## Task to complete
Report each line of the records below that contains the word "capped", copying the full line. Case counts.

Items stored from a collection
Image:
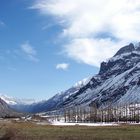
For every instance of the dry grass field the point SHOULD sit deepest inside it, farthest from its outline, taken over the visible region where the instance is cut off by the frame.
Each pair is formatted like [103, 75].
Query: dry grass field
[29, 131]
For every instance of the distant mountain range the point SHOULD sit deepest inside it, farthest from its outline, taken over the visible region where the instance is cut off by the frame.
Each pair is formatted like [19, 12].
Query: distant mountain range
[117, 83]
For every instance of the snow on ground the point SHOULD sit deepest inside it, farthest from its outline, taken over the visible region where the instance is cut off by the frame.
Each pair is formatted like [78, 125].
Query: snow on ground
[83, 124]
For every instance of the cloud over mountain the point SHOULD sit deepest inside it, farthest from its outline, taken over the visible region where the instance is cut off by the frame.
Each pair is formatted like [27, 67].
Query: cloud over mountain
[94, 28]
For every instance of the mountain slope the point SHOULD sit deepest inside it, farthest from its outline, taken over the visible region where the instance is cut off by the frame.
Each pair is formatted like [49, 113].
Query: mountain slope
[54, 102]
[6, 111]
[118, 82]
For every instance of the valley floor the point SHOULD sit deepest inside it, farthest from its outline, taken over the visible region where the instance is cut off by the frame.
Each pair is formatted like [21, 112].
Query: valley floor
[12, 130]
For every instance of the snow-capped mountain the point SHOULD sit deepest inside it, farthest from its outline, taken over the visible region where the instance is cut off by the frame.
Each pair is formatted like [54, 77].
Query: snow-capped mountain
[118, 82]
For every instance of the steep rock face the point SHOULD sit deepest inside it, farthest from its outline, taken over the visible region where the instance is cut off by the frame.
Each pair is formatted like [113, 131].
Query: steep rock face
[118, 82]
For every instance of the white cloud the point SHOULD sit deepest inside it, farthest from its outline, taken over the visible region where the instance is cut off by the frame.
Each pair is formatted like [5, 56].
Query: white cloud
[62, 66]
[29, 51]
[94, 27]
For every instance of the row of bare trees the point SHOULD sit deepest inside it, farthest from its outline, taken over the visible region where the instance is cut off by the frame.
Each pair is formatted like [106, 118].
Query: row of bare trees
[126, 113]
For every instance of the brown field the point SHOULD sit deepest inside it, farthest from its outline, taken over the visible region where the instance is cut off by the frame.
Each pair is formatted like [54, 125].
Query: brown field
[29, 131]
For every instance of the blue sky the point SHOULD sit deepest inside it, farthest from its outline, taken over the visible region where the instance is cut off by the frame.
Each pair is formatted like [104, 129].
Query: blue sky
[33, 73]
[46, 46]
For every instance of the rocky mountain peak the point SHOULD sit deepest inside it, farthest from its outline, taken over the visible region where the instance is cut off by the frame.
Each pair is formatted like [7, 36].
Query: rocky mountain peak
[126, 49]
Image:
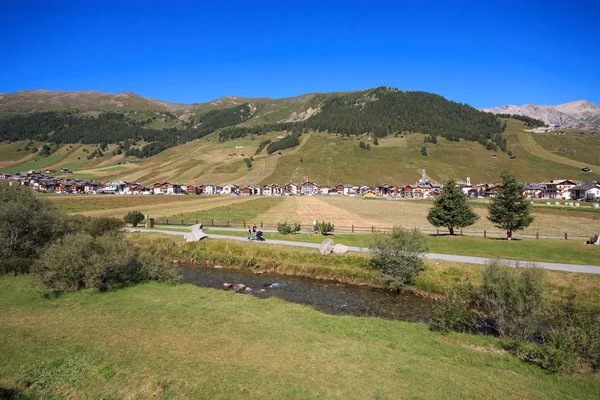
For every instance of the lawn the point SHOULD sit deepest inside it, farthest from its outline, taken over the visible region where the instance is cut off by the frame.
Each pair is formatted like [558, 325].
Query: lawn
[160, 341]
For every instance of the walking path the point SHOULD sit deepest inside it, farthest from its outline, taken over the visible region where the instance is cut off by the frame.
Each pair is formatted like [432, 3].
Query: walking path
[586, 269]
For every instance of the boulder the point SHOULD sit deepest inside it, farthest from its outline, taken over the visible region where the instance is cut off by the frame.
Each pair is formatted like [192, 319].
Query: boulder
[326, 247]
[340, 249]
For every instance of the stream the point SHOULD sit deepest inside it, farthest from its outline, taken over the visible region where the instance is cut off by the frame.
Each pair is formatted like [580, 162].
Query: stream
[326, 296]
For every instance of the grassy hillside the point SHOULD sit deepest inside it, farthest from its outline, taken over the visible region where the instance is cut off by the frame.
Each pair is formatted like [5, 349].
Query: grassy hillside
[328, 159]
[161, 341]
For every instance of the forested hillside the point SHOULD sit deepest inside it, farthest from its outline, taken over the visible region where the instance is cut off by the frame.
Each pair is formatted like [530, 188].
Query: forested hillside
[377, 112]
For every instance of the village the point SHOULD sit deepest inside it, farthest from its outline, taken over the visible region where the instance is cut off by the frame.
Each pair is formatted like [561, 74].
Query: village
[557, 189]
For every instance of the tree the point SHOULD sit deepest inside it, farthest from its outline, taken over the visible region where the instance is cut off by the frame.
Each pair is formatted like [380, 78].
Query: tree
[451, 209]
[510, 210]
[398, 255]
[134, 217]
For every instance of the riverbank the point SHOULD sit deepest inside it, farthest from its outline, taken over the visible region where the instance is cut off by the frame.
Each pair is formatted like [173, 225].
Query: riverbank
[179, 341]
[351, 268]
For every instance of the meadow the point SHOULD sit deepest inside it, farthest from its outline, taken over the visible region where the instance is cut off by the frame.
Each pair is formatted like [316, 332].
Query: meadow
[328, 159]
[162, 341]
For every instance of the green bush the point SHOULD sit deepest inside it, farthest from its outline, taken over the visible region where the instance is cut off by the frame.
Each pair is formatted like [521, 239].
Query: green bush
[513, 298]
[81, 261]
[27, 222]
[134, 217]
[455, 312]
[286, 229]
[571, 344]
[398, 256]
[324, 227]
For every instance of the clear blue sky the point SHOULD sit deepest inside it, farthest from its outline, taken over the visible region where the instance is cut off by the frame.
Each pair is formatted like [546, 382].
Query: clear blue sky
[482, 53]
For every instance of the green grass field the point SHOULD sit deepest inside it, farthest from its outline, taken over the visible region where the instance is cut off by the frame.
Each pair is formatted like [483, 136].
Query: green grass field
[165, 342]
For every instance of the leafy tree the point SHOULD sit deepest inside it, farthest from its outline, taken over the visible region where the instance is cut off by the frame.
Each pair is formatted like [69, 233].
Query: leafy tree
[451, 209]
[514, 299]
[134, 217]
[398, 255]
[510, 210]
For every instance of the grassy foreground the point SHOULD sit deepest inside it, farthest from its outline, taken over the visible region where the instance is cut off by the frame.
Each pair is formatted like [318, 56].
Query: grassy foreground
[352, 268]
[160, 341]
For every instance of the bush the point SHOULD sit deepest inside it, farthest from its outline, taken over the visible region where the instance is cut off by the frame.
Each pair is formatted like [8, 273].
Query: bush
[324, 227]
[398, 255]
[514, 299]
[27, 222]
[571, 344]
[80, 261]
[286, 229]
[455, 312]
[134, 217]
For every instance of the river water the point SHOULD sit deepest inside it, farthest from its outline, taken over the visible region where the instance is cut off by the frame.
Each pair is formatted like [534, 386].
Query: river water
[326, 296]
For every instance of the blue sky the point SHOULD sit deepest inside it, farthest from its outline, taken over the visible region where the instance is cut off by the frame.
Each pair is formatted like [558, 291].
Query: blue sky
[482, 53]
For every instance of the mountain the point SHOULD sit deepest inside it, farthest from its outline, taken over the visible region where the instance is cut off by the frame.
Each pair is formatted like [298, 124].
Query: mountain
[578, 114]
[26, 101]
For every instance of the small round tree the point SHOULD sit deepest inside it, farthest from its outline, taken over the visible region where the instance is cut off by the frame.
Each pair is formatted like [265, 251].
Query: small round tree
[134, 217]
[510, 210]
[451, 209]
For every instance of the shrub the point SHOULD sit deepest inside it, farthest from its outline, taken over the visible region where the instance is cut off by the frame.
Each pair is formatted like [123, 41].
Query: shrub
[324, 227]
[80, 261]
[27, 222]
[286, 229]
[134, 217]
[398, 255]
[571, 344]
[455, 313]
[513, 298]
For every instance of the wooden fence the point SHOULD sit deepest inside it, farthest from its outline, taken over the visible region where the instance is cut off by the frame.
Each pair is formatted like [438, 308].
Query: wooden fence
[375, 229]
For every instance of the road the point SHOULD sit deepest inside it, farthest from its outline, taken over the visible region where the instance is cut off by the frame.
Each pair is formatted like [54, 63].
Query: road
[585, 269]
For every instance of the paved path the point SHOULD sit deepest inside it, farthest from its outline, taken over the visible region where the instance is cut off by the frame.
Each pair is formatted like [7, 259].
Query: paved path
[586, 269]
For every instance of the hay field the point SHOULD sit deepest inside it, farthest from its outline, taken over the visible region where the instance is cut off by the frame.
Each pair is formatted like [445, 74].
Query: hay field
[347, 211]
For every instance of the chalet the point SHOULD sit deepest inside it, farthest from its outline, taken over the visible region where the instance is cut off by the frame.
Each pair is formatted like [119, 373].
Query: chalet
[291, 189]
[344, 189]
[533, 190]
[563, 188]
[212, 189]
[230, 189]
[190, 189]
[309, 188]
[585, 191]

...

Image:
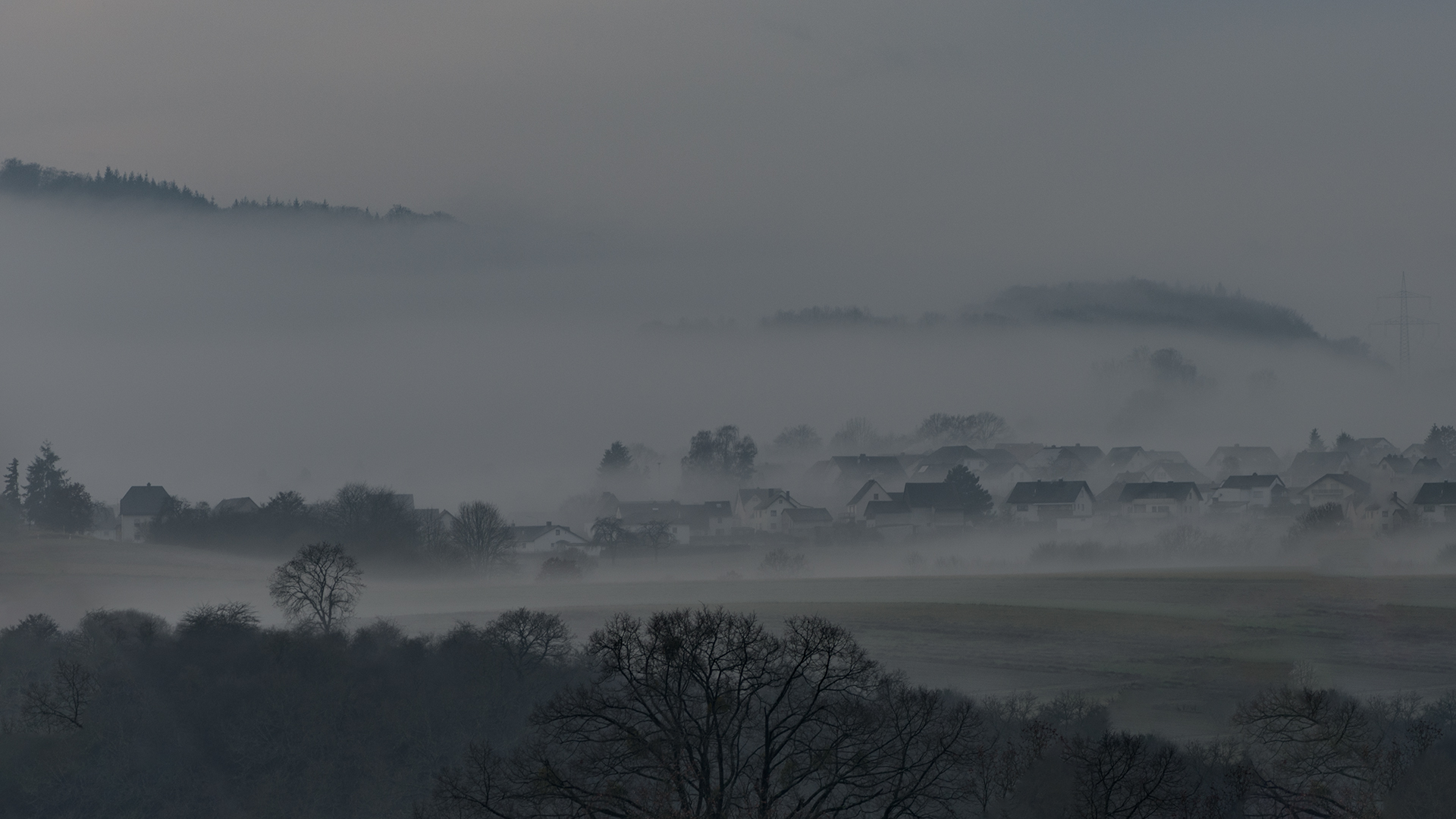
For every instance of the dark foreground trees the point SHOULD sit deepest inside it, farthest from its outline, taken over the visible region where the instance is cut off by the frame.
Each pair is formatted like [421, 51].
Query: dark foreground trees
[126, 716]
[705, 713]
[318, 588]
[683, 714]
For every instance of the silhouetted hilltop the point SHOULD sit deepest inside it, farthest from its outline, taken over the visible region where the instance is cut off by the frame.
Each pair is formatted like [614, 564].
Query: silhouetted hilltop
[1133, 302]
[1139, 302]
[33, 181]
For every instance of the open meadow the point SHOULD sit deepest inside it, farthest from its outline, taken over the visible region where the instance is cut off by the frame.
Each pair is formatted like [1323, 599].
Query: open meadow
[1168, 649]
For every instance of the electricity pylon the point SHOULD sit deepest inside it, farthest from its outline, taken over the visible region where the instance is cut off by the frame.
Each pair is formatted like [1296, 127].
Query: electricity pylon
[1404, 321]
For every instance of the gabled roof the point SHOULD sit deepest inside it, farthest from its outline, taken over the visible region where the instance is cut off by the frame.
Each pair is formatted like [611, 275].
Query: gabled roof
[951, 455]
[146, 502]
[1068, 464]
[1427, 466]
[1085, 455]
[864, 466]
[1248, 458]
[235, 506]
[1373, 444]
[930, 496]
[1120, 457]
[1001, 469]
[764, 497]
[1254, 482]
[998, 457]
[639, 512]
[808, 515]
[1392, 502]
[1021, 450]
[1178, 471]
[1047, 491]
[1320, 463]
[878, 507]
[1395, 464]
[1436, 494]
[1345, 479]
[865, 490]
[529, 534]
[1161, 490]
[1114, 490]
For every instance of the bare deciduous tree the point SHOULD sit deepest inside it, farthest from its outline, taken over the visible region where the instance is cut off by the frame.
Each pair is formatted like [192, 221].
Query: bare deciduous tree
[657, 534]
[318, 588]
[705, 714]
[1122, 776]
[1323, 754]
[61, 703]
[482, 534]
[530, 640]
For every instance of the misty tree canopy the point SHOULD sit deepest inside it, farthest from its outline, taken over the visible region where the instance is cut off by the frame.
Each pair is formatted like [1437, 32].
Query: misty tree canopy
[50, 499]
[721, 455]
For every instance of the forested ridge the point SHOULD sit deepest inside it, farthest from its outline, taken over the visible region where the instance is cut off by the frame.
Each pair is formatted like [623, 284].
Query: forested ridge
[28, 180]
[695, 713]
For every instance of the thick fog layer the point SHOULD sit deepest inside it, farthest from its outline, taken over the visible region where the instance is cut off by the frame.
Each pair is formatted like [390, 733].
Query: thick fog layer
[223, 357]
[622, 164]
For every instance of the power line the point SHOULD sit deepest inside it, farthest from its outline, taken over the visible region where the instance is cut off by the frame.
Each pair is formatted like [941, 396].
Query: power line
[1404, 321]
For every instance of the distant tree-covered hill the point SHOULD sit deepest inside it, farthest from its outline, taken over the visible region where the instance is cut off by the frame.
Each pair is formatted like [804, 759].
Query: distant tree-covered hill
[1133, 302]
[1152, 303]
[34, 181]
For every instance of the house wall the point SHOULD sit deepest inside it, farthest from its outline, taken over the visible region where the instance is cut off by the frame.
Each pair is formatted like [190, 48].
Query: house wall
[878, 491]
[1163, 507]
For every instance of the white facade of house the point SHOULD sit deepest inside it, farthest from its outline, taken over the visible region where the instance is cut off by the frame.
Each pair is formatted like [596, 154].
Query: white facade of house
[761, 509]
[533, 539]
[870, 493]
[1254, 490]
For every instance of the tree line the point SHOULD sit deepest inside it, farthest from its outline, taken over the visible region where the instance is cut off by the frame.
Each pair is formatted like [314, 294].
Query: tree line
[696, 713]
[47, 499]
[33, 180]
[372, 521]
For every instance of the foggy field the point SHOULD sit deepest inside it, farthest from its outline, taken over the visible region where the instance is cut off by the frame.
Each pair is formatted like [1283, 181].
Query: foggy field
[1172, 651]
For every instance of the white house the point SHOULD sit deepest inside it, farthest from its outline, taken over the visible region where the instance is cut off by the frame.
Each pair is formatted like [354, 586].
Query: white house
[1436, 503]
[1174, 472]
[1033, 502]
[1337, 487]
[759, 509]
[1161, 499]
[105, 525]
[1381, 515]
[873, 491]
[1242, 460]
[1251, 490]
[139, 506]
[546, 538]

## Solution for this problem
For every instance of the snow-capped mountain the point SHOULD sit deepest inside it, farthest from its outline, taken over the visible region where the instance is cut off by the frame.
Query: snow-capped mountain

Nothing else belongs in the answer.